Exercise: From the line containing "Task: point at every instance of the chair leg, one" to the end of the listing, write out every line exactly; leave out everything else.

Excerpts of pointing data
··········
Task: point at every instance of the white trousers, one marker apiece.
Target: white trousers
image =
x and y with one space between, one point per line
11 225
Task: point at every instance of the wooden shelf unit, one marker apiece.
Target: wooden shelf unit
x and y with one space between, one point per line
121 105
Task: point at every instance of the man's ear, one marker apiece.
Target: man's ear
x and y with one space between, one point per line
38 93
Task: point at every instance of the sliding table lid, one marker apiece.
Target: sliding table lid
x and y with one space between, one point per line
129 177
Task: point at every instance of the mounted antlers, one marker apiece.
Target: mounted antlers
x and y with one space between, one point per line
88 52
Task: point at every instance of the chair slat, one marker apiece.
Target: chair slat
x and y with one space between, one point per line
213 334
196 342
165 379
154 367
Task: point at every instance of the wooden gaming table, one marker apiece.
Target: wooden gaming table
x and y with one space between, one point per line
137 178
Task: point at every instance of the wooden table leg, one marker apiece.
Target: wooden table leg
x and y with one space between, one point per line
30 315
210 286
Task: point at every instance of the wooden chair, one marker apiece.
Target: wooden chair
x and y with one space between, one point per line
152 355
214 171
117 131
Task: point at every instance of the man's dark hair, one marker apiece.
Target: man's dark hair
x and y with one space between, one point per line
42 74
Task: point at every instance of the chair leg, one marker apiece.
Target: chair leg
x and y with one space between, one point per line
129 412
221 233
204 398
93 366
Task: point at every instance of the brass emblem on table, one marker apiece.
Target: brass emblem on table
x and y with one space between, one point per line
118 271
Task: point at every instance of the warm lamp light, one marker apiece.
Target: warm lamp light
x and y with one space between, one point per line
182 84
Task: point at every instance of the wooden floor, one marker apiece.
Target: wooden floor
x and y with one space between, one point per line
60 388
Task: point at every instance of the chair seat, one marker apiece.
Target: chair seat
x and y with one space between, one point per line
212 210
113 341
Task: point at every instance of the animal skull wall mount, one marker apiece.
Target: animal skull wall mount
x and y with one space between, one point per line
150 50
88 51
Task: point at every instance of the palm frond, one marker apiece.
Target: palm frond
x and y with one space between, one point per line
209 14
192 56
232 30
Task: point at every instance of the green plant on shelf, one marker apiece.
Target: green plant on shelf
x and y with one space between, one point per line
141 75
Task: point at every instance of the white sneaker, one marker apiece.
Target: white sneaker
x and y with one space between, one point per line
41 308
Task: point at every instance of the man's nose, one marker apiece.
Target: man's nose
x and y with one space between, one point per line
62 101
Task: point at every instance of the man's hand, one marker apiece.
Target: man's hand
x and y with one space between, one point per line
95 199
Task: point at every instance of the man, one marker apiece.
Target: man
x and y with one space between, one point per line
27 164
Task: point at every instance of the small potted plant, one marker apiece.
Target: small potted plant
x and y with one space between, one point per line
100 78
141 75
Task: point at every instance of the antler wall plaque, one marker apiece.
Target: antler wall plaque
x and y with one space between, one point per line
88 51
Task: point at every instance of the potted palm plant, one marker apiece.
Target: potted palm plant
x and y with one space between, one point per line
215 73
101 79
··········
Answer in full:
Task: point at every instance of the chair leg, one marker apiece.
Target: chair leg
x and y with one space between, one point per line
129 412
221 233
204 398
93 366
Task: point at every instance of the brass emblem on table, one marker apiece.
Target: brass emblem on table
x and y with one space between, one point per line
118 271
Task: point at every instance of the warm lamp light, one marker apiece.
Target: warm lamp light
x and y with one space between, one point per line
182 84
Task: point at every instance of the wooden floor, one marker apiece.
Target: wooden floor
x and y with one space between, one point per line
60 388
Task: point at every instance of the chair seat, one marker apiece.
Target: chair seat
x and y with one space between, one point per line
212 210
113 341
Task: point at every instance of the animal skull wall mount, one marker apiece.
Target: animal skull wall mount
x and y with one space between, one point per line
150 50
88 51
Task: point at every instance of the palm frond, one marker apiece.
Target: palm frond
x and y with one space between, one point per line
209 14
192 56
232 30
Task: point at every instance of the green plant on shelf, one marker apiece.
Target: green plant on shelf
x and y with one space between, one point per line
141 75
Task: point at every instance of the white sneaker, one marker apiece.
Target: white sneaker
x and y with one space between, one point per line
41 308
Task: point at every instance of the man's nose, one marker apiece.
Target: man's nose
x and y with one space between, one point per line
62 101
Task: point at every instance of the man's hand, one marker apiece.
Target: man's hand
x and y with one space between, one point per line
95 199
Task: point at every instance of the man, one marker apiece.
Target: man
x and y with one space between, one point per line
27 164
Task: point at every instance of the small potted plant, one marker apiece.
Target: small potted plant
x and y with one space between, one point per line
100 78
141 75
Task: point at every instance of the antler wall plaque, one marker apiece.
Target: antler wall plaque
x and y with one space between, one point per line
88 51
Task: point at every instance of the potted palm plant, one marker apiece.
Target: potted palm plant
x and y with one space between, one point per line
215 73
101 79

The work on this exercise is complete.